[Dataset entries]
+ + + +

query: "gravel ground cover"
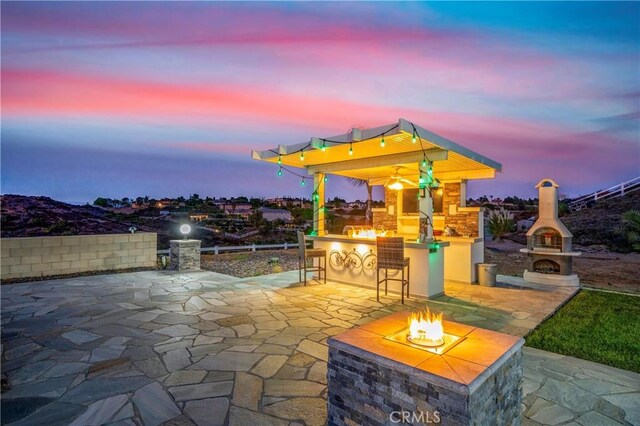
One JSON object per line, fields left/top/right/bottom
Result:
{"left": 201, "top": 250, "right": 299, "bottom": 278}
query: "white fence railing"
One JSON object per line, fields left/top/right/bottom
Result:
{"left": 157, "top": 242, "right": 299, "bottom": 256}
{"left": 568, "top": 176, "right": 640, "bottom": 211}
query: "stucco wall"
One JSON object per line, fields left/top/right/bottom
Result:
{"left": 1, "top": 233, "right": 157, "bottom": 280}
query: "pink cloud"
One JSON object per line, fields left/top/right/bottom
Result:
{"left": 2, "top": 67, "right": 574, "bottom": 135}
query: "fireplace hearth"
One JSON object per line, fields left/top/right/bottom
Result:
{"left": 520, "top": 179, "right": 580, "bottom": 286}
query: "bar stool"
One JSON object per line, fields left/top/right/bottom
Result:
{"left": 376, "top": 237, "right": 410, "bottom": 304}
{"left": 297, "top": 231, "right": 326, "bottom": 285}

+ + + +

What you have to do: Leave out the pictures and transcribe the entries above exactly.

Written solution:
query: "gravel ground cover"
One JSON object per line, fields left/top/right/bottom
Result:
{"left": 201, "top": 250, "right": 299, "bottom": 278}
query: "white fence railing"
One JSON object per line, fields left/top/right/bottom
Result:
{"left": 157, "top": 242, "right": 299, "bottom": 256}
{"left": 568, "top": 176, "right": 640, "bottom": 211}
query: "stucco wall"
One JSON object per line, fields left/top/right/bottom
Result:
{"left": 1, "top": 233, "right": 157, "bottom": 280}
query: "pink cloud"
One JSON object per line, fields left/top/right/bottom
Result:
{"left": 2, "top": 67, "right": 574, "bottom": 135}
query: "fireplace hearth"
One JSON object per line, fields left/top/right/bottom
Result:
{"left": 520, "top": 179, "right": 580, "bottom": 286}
query: "bar stool"
One JSON object per line, fields left/top/right/bottom
Result:
{"left": 376, "top": 237, "right": 410, "bottom": 304}
{"left": 297, "top": 231, "right": 326, "bottom": 285}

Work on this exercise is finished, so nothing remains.